◆ Exercise objective: Transcribe the entries below exactly.

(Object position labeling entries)
● ● ● ●

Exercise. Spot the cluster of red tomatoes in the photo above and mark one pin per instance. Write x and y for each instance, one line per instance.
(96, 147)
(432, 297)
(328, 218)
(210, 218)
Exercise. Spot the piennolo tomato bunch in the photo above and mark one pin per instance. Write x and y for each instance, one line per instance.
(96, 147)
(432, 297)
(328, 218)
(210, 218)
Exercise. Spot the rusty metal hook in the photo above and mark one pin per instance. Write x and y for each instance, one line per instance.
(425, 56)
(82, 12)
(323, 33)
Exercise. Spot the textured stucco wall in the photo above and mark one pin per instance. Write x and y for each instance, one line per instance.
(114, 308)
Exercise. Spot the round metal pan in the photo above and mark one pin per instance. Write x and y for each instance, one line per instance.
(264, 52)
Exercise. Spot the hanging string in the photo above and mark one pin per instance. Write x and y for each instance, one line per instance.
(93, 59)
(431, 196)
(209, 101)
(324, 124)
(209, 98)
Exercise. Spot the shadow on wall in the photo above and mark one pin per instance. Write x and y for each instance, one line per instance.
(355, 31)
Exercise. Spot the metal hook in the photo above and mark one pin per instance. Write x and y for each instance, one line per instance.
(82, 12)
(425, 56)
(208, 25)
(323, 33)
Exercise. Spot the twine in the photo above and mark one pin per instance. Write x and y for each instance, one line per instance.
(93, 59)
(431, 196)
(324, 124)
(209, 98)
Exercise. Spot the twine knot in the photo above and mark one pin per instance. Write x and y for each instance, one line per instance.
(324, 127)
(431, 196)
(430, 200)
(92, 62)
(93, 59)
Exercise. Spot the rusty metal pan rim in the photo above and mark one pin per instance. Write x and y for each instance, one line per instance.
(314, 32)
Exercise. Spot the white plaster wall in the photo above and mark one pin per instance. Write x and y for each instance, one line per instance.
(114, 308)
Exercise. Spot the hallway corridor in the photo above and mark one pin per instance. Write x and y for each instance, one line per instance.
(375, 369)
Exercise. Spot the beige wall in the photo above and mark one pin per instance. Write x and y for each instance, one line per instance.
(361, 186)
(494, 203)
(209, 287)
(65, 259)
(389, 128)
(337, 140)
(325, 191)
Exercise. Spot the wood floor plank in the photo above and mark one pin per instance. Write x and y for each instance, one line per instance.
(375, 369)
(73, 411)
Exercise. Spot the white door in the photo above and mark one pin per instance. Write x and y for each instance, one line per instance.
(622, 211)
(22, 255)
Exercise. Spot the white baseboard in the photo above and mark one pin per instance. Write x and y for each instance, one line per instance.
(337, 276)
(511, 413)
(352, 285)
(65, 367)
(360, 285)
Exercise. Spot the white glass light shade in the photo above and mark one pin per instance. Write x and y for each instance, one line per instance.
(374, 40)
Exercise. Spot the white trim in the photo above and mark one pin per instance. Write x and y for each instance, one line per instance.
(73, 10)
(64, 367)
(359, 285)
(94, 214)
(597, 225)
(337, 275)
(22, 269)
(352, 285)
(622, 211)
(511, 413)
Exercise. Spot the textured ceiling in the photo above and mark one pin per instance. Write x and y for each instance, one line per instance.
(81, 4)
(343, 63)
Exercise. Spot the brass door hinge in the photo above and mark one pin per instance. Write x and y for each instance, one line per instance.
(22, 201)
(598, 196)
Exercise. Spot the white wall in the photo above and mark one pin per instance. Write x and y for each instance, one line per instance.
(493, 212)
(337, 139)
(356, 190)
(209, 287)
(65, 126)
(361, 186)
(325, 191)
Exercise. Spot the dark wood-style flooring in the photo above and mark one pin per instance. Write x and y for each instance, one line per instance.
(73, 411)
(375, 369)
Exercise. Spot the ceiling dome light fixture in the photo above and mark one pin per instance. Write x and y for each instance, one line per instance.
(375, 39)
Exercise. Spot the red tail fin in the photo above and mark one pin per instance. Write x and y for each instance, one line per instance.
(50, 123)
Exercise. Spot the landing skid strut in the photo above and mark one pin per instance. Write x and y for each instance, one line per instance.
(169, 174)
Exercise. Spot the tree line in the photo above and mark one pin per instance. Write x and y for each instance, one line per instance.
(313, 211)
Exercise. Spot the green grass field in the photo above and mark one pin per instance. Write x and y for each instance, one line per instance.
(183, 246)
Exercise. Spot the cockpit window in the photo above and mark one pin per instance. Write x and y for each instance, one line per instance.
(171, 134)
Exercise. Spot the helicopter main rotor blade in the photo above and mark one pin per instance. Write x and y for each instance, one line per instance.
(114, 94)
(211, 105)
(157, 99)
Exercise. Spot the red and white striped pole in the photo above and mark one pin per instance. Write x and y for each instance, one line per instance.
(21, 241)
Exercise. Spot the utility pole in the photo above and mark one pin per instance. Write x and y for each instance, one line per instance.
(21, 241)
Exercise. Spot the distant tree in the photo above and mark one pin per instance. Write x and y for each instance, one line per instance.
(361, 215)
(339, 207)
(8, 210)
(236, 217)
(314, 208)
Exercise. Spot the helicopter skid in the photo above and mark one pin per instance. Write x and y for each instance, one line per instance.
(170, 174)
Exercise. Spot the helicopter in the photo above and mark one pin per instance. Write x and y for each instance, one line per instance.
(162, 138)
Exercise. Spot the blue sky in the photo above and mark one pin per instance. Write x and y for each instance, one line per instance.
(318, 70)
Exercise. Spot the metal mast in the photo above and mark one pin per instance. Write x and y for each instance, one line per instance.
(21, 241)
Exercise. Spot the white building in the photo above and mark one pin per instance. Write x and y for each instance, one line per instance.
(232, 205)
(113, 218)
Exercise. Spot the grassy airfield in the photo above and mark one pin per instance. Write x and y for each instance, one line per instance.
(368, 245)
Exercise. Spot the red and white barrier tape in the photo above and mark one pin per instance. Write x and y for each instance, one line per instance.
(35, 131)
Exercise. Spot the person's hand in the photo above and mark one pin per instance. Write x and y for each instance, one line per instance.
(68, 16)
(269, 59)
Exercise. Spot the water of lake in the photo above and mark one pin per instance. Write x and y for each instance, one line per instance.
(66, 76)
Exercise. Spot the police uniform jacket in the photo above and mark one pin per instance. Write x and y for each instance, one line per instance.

● ● ● ●

◆ Solution for this task:
Exercise. Spot the cluster of red tomatoes in the photo above and mark one pin per instance. Write x and y for each instance, one line per instance.
(96, 147)
(432, 297)
(328, 218)
(210, 218)
Exercise. Spot the piennolo tomato bunch in the photo above and mark one pin per instance. Write x and y for each instance, one line per instance.
(96, 147)
(432, 297)
(328, 218)
(210, 218)
Exercise. Spot the rusty metal hook in the photo above and mark one pin per instance. Write x and y for each instance, one line per instance.
(425, 56)
(82, 12)
(323, 33)
Exercise. Spot the textured stucco wall in the photo above and mark one pin per instance. Write x and y for each instance, one line per instance.
(114, 308)
Exercise. Spot the round metal pan in the photo above and mark one pin per instance. Write x and y for each instance, one line per instance.
(264, 52)
Exercise. Spot the hanging string in the photo above and mark one pin per instance. Write x and y for each instance, one line per instance.
(93, 59)
(431, 196)
(209, 101)
(324, 124)
(209, 98)
Exercise. Spot the shadow on wall in the photo above and mark one pin per instance. Write x and y for each instance, one line per instance.
(355, 31)
Exercise. Spot the metal hook in the photo above and mark one pin per instance. Write x and y for each instance, one line per instance.
(82, 12)
(425, 56)
(208, 25)
(323, 33)
Exercise. Spot the twine in the photo above and mark one pin per instance. Write x and y for each instance, one line per instance.
(93, 59)
(431, 196)
(324, 124)
(209, 98)
Exercise. Spot the twine knot in the photo above and mark one pin per instance. Write x and y for each instance, one line per instance.
(324, 127)
(431, 196)
(430, 200)
(92, 62)
(93, 59)
Exercise. Spot the rusty metal pan rim in the photo above and mark one pin per instance. Write x and y for each instance, one line per instance.
(314, 32)
Exercise. Spot the white plaster wall in the photo above and mark one pin per instance. Write x and y for each instance, one line per instance.
(114, 308)
Exercise. Spot the hallway corridor in the photo above and mark one pin per instance. Write x and y for each instance, one line per instance.
(375, 369)
Exercise. Spot the beige wall in the photo above and mark one pin per instance. Write x and y for each instance, one line per instance.
(361, 186)
(494, 203)
(209, 287)
(65, 259)
(389, 128)
(337, 140)
(325, 191)
Exercise. Spot the wood floor plank in the photo above and mark one pin per instance. Write x and y for each instance, one line per instance.
(375, 369)
(73, 411)
Exercise. Spot the white door in the photo above and mark one pin per instance. Write x and y for each instance, one line per instance.
(622, 211)
(22, 255)
Exercise. Spot the white baseboard in the photo above and mark one pin per instance. Write x and y for each instance, one line per instance.
(337, 276)
(511, 413)
(352, 285)
(65, 367)
(360, 285)
Exercise. Spot the white glass light shade in the photo above and mark one pin per instance. Write x and y for each instance, one line per instance.
(374, 40)
Exercise. Spot the white trim in the photo above and mark one pin per instance. Write x and y for each instance, one line per instance.
(73, 10)
(64, 367)
(359, 285)
(94, 214)
(597, 225)
(337, 275)
(22, 269)
(352, 285)
(622, 211)
(511, 413)
Exercise. Spot the textured ceiling in the photo above and mark one pin per instance. Write x and y for each instance, one line per instance.
(81, 4)
(343, 63)
Exercise. Spot the brass door hinge in the photo above and mark one pin per instance. Write x and y for each instance, one line per instance.
(22, 201)
(598, 196)
Exercise. Spot the white wall in the photo above and mark one pin per instance. Write x and y for each instance, one line per instance.
(493, 212)
(337, 139)
(356, 190)
(209, 287)
(65, 126)
(361, 186)
(325, 191)
Exercise. Spot the dark wood-style flooring in the photo above and mark one pin per instance. Write x and y for each instance, one line per instance.
(73, 411)
(375, 369)
Exercise. Spot the ceiling dome light fixture in the photo above and mark one pin per instance. Write x and y for each instance, one line per instance.
(375, 39)
Exercise. Spot the red tail fin in the photo above and mark one pin per instance. Write x and y for each instance, one line per instance.
(50, 123)
Exercise. Spot the landing skid strut in the photo above and mark one pin per instance. Write x and y for each instance, one line per instance.
(169, 174)
Exercise. Spot the tree line in the photo above and mark one pin per instance. Write x and y for each instance, one line per instance.
(313, 211)
Exercise. Spot the green grass field in the photo above and mark one pin per instance. Write x and y for each instance, one line per instance.
(183, 246)
Exercise. Spot the cockpit window in the photo above and mark one pin per instance. Write x and y for each instance, one line per instance.
(171, 134)
Exercise. Spot the helicopter main rotor blade in the photo above and mark one pin per instance. Write x and y for each instance, one line per instance.
(114, 94)
(211, 105)
(157, 99)
Exercise. Spot the red and white striped pole in the photo above and mark one pin per instance. Write x and y for each instance, one line per instance.
(21, 241)
Exercise. Spot the utility pole in the photo above and mark one pin per instance. Write x and y for each instance, one line per instance.
(21, 241)
Exercise. Spot the distant tree in the photo above and mark one pin per instance. Write x and y for each instance, one line per instance.
(361, 215)
(339, 207)
(8, 210)
(236, 217)
(314, 208)
Exercise. Spot the helicopter skid in the photo above and mark one pin per instance. Write x and y for each instance, one line per instance.
(170, 174)
Exercise. Spot the helicopter in the photo above and mark one pin per instance. Write x and y for each instance, one line per instance.
(162, 138)
Exercise. Spot the blue sky in the photo above and mark one pin per instance. Write x and y for each instance, one line per instance.
(318, 70)
Exercise. Spot the metal mast in the photo above and mark one pin per instance. Write x and y for each instance, one line per instance.
(21, 241)
Exercise. Spot the white building in the photo above and mark one pin per instance. Write x and y for each instance, one line per instance.
(232, 205)
(113, 218)
Exercise. Spot the grassy airfield in the photo above and mark one pin per instance. Write x and y for each instance, one line per instance.
(368, 245)
Exercise. Spot the red and white barrier tape in the photo above and mark one pin per instance. Write x and y for each instance, one line per instance.
(35, 131)
Exercise. Spot the person's hand in the photo above and mark one pin per instance. Write x and y for each instance, one line per instance.
(68, 16)
(269, 59)
Exercise. Spot the water of lake in the photo above and mark one pin per instance. Write x and y for each instance, one line per instance.
(66, 76)
Exercise. Spot the police uniform jacket in the photo above and mark one pin per instance. Write x and y for each instance, one line per instance.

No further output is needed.